In our case the flow is the number of patient's between the origin (General Practitioner) and the destination (Pharmacy). The mass of the origin is represented by the number of patients registered at that particular GP in that year (mid-year estimate). The mass of the destination is the average daytime population in 1km radius from the pharmacy. And the distance is a great circle distance between the origin and destination. All of those has been calculated previously and I'm going to bore you with it another time.
In our datasets this is;
Variable | |
---|---|
$F_{od}$ | ‘N_Items’ |
$M_o$ | ‘NUMBER_OF_PATIENTS’ |
$M_d$ | ‘Density’ |
$D_{od}$ | ‘great_circle_dist’ |
There are different spatial interaction models but for this purpose we only want to stick with the very basic form, one based on gravity model. We just need to translate the formula into an regression, Poisson regression to be more specific, because the flow is a count of the patients and skewed dis
Spatial Interaction model definition
$$F_{od} = \exp( k + \mu \ln{M_o} + \alpha \ln{M_d} − \beta \ln{ D_{od}} )$$
Where $\lambda_{od}$ is the flow from $o$ to $d$, logarithmically linked or modelled by a linear combination of the logged independent vars. $\kappa ; \mu ; \alpha$ and $\beta$ are parameters to be estimated, $M_o$ is the mass on origin, $M_d$ is the mass on destination and $D_{od}$ is the distance between origin and destination.

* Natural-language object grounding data

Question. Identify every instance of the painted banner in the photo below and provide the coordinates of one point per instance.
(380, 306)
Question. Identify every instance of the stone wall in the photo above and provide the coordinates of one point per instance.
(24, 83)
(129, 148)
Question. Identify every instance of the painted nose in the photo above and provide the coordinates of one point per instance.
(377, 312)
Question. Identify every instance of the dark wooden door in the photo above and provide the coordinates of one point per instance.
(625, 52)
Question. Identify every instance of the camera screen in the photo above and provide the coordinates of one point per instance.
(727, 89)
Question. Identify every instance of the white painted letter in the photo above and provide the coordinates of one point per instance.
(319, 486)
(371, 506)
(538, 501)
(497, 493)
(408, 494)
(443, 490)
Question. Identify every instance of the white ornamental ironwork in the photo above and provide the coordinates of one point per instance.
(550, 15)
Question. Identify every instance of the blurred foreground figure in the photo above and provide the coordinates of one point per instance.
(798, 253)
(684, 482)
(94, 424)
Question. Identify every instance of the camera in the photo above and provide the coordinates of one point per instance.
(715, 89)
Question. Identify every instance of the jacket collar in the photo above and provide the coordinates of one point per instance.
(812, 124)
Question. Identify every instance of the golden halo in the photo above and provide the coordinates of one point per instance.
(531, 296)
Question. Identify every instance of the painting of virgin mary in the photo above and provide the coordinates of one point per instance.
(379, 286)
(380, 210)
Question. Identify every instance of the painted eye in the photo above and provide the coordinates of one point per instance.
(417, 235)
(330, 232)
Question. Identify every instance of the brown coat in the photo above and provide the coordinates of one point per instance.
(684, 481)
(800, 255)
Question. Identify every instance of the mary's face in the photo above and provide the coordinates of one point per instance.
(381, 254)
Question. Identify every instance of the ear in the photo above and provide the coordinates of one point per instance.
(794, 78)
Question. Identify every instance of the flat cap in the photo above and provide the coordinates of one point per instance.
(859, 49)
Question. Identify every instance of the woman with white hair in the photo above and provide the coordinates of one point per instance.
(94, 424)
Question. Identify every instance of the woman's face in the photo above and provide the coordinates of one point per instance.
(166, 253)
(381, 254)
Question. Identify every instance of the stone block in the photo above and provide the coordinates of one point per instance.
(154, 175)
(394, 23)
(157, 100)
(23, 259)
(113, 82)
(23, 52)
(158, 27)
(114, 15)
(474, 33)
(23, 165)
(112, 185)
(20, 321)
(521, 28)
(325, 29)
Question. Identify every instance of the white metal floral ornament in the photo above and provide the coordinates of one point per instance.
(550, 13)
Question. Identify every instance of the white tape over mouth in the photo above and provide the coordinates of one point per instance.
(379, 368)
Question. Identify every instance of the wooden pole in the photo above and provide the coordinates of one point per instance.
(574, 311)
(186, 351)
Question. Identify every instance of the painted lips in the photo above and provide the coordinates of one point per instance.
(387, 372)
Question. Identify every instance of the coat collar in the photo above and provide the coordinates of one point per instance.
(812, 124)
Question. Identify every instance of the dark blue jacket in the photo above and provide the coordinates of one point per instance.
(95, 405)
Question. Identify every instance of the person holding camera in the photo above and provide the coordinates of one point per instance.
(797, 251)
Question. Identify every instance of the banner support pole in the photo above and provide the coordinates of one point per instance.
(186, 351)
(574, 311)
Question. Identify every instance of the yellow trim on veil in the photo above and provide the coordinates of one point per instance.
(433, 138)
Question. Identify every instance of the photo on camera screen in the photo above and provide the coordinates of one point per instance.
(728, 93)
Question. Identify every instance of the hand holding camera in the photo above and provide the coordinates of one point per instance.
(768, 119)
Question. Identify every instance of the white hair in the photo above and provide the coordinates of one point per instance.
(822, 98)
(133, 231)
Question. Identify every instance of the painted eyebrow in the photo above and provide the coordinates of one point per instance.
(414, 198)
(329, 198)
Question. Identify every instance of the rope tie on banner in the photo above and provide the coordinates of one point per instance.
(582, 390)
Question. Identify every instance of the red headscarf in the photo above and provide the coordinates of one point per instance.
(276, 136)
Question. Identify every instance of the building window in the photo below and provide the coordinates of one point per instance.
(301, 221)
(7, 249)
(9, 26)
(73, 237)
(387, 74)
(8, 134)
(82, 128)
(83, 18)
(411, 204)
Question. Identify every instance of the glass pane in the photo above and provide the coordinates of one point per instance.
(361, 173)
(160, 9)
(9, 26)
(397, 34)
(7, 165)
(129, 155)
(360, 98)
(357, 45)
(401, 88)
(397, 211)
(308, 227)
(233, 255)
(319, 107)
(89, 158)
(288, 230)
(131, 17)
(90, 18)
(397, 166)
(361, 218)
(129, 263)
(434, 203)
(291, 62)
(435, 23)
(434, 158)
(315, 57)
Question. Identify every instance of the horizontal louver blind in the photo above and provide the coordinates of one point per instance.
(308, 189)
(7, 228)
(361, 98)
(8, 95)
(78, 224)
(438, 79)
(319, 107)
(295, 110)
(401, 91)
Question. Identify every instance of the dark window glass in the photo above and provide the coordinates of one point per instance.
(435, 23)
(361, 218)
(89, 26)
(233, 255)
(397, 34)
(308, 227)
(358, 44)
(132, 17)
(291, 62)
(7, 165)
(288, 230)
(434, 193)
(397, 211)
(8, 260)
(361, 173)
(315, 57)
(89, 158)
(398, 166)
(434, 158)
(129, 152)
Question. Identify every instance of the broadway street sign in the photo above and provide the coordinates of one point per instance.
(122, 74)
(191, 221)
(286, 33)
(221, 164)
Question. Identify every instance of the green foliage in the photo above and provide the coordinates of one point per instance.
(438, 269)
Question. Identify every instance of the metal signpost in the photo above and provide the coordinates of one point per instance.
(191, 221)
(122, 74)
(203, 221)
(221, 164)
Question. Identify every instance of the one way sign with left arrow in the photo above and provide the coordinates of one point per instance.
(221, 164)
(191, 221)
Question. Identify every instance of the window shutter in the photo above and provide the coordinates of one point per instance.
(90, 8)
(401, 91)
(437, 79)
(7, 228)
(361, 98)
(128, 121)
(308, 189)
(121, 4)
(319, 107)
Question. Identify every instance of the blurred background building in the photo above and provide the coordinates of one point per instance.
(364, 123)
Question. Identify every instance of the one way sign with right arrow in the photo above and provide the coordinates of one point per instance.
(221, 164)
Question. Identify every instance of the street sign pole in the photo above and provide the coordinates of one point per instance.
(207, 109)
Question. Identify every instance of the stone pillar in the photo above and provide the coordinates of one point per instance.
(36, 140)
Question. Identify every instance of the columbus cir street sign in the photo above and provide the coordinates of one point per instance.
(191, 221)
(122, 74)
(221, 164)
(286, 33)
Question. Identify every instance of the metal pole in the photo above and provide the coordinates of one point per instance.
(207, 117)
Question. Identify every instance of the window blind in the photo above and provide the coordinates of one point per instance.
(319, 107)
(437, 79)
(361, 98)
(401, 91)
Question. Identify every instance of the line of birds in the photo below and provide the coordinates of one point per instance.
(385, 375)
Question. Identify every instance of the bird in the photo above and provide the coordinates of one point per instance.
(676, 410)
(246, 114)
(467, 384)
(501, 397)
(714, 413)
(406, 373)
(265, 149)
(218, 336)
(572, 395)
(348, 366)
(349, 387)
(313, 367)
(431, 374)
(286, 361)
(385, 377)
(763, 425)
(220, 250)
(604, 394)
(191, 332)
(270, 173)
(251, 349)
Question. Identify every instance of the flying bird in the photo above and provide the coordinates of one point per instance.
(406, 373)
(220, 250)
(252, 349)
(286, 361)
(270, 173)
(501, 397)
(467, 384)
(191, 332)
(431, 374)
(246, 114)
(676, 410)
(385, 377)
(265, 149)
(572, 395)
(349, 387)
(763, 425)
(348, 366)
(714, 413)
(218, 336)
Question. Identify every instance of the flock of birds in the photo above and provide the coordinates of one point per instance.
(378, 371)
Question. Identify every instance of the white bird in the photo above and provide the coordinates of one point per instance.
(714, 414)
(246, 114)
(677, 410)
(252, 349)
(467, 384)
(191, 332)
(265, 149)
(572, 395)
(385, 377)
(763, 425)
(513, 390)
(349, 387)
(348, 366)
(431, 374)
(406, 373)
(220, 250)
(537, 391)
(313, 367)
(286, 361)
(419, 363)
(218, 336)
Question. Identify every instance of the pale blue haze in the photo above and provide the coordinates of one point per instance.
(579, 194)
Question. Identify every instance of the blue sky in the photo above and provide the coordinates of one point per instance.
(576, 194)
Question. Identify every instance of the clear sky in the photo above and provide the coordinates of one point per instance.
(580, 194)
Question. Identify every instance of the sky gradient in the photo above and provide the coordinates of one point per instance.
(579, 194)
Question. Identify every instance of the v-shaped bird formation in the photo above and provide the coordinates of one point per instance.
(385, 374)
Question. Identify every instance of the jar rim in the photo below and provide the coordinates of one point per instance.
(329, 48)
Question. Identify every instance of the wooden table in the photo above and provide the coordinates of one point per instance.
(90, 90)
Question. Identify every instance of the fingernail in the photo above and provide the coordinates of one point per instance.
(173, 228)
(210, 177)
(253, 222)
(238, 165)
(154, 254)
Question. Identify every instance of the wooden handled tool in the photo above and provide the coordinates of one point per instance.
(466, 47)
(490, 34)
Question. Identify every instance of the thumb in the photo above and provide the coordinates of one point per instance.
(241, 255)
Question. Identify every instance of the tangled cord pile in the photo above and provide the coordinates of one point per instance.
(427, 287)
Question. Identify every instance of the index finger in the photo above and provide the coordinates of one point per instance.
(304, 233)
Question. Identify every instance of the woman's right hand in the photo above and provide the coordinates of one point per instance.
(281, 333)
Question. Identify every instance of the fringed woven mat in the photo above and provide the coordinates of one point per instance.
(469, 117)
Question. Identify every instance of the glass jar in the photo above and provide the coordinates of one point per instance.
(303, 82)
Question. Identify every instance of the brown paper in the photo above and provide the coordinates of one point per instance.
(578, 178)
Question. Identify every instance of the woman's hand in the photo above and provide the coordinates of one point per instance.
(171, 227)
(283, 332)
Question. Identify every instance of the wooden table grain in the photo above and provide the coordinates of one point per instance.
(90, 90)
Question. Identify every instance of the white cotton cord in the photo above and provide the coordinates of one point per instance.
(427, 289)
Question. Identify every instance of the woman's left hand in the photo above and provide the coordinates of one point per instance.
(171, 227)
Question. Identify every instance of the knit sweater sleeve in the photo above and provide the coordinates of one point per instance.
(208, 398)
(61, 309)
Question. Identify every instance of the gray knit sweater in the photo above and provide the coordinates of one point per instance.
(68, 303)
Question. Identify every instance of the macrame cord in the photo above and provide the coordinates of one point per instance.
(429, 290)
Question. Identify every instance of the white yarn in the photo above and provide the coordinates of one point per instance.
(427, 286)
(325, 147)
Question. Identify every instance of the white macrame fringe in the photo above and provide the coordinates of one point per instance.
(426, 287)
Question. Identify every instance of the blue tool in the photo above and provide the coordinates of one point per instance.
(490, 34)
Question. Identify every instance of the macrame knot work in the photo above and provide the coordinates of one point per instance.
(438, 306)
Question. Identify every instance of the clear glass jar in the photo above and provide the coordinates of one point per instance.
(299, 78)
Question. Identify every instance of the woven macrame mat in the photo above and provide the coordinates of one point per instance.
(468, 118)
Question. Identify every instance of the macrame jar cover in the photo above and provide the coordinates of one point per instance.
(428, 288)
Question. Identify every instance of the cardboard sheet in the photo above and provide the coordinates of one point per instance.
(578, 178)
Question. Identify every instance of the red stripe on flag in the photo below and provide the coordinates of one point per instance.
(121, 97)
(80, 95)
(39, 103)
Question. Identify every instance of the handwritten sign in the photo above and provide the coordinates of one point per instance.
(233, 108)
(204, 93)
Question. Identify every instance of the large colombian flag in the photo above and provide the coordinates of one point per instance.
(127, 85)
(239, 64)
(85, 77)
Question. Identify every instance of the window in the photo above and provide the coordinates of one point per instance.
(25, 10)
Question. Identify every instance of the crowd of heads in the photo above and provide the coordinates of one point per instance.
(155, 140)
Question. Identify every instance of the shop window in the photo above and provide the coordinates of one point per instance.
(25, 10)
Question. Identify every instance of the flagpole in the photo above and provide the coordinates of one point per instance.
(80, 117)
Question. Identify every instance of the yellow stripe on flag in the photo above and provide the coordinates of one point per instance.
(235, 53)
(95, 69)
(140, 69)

* Exercises to complete
1. Answer these from the spatial interaction text:
(a) What represents the mass of the destination?
(b) Which dataset column corresponds to $D_{od}$?
(c) What specific type of regression is the formula translated into?
2. Extract the passage of the spatial interaction text from "In our case" up to and including "it another time.".

* Per-task outputs
1.
(a) The average daytime population in a 1km radius from the pharmacy.
(b) ‘great_circle_dist’
(c) Poisson regression.

2.
In our case the flow is the number of patient's between the origin (General Practitioner) and the destination (Pharmacy). The mass of the origin is represented by the number of patients registered at that particular GP in that year (mid-year estimate). The mass of the destination is the average daytime population in 1km radius from the pharmacy. And the distance is a great circle distance between the origin and destination. All of those has been calculated previously and I'm going to bore you with it another time.